*** Provided passage

Monday, June 6

DC Trip, Day 1 and 2

Eight years ago, I went to DC on a business trip and spent one afternoon and evening seeing the sights. I started blogging about it, and produced four separate blog posts detailing half the day, but never finished. Well, eight years later, we'll see if I can do better!

The trip this time was to be a bit more extensive - 7 days - and involved a whole heck of a lot more sights, as we plotted a course to take us to Gettysburg, DC, Shenandoah National Park and Harper's Ferry. The trip would include 8 total states plus DC. I'll cover the trip here one or two days at a time, depending on how loquacious I get.

Day 1: Drive to Gettysburg
There's not all that much to say about driving. It's nearly 11 hours from our house to Gettysburg, and we did it in about 12 total, because we're awesome like that. PB&J in the car for lunch, and we only stopped three times on the way, I think. Blockburger kids are genetically good at long car trips. No one in our family had ever been to Pennsylvania, so that was good to cross off the list.

Once we left the highway to head for Gettysburg, we got a little bit turned around, but in our meanderings we got to see an Amish-style horse cart going down the road, and go up and down some seriously steep mountain ridges. None of us had ever really been in the Appalachians before, and while they aren't terribly high or anything, they were still impressively steep in parts.

We made it to our hotel, which was not very fancy, even by our standards, and called it a night.

Day 2: Gettysburg, Cafe Rio and Arlington
Because Day 1 was pretty lame, and had no pictures, let's go right in to Day 2: Gettysburg. We're not huge Civil War buffs at our house, but we are pretty well versed on Gettysburg, because of "The Killer Angels" and it's film adaptation, Gettysburg. We even watched the whole 4 hour, 15 minute film with the girls before we went. (Ella didn't really care, but Julia seemed to like it.)

One thing that I didn't expect was that there are monuments and markers everywhere. Every regiment has put up a statue, or cannon or marker or something wherever they were engaged there, so the roads around the battlefields were literally lined with markers.

******

Tasks and exercises →
[A] Name every destination the DC trip blog post says the seven-day route was plotted to include.
[B] In the DC trip blog post, how long was the Gettysburg film the family watched before the trip?
[C] Write the next few paragraphs of the DC trip blog post, picking up after its final sentence.

*** Data extract

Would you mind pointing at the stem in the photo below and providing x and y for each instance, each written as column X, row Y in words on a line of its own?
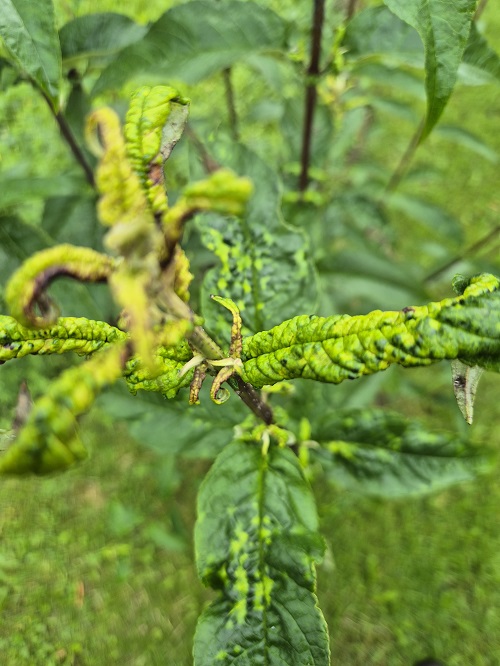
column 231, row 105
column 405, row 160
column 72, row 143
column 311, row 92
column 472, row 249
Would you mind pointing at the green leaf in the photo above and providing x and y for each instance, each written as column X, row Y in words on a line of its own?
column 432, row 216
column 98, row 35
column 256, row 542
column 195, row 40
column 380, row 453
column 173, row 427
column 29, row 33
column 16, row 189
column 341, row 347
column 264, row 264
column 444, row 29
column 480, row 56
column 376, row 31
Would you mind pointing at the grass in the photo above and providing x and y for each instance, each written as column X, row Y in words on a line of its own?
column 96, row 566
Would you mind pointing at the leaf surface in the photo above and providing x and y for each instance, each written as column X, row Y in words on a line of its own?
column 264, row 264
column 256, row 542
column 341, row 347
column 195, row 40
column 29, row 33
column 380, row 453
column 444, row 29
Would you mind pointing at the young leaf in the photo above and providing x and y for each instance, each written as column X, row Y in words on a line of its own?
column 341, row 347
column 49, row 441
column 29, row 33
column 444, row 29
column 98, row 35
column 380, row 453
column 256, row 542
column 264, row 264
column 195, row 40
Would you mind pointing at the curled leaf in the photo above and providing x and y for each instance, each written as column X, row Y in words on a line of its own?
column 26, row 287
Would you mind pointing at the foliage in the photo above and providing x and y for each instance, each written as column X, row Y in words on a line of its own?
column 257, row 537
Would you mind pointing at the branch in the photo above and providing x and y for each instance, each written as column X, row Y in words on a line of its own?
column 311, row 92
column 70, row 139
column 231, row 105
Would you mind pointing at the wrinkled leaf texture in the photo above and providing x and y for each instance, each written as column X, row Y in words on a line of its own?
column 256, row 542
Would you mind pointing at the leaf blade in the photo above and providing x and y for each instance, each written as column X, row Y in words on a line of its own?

******
*** Data extract

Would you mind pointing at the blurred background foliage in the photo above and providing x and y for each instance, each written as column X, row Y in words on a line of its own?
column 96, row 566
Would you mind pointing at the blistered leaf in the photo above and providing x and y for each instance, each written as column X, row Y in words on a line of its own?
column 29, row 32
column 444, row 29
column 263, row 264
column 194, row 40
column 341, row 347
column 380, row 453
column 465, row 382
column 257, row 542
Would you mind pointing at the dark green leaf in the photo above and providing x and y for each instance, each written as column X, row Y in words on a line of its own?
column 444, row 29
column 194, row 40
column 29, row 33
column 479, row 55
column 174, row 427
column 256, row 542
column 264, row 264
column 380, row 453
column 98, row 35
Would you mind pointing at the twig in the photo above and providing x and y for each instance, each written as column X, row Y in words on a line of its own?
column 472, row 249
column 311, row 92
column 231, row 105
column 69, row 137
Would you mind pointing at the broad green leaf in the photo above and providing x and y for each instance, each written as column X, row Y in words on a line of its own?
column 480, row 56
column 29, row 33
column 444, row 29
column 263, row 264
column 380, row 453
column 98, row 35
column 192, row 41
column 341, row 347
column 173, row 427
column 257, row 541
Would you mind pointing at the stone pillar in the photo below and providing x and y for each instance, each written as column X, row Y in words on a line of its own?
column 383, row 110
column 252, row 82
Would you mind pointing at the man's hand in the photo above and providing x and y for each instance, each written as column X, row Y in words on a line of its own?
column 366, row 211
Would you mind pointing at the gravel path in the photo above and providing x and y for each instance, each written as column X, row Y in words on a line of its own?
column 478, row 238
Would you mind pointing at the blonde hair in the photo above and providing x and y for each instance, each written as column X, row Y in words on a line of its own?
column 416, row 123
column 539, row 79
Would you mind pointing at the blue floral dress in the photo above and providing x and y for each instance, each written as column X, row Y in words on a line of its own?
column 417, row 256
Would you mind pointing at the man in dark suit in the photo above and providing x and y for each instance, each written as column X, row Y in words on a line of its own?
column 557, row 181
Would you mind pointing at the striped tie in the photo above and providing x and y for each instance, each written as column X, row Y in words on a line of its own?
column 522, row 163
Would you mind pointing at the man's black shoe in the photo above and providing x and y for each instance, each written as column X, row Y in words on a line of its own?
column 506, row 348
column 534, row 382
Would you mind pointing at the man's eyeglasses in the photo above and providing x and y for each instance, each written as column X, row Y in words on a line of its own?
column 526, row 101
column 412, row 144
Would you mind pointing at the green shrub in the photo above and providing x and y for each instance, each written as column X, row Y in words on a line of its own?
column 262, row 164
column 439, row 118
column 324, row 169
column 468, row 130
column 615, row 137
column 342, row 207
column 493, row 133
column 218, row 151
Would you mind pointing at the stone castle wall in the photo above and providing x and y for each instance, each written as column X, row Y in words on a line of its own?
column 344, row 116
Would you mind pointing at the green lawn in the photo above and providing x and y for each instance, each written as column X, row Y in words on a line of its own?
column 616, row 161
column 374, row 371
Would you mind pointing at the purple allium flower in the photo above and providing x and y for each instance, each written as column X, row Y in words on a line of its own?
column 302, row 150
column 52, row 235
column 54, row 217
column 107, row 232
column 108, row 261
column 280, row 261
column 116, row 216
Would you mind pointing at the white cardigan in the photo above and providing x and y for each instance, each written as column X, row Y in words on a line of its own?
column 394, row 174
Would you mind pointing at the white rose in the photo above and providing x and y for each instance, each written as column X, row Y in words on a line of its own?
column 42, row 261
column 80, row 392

******

Results of the exercise →
[A] Gettysburg, DC, Shenandoah National Park, Harper's Ferry

[B] 4 hours, 15 minutes

[C]
At Gettysburg you can literally pick up a tour guide in your car to explain the sites to you as you go, but we opted for the more flexible self-guided tour, where we could skip past things as quickly as we wanted when young attention spans were getting very short.

This is a picture of a monument to Virginians who fought there, fittingly with General Lee and Traveler on top. It sits near the start of Pickett's charge. Speaking of Pickett's charge . . . .

This is the "copse of trees" (dead center in the picture) as seen from the start of Pickett's charge. At the same time it is both a long way, and not that far, as you attempt to imagine walking that distance into the face of Union cannon.

We, of course, visited Little Round Top and found the marker for the 20th Maine (and didn't take a picture, but let me google that for you)

After Gettysburg, we drove through Maryland stopping for some food . . . .
And heading to Arlington National Cemetery. Arlington, started as the home of the Custis clan (decendents of Martha Washington), and Mary Custis married Robert E. Lee, and then during the Civil War the Union took the estate and turned it into a cemetery. It's all very interesting. (Shannon has a book suggestion for you, if you want to know more.)

At Arlington, we were able to see John F. Kennedy's grave:

The Tomb of the Unknown Soldier and the changing of the guard there:
As well as tour the house and see the cemetery in general.
We then headed to our hotel in Arlington. It was one of those fancy hotels with the exfoliating towels. You know, the ones that remove dead (and living) skin when you dry yourself off after a shower?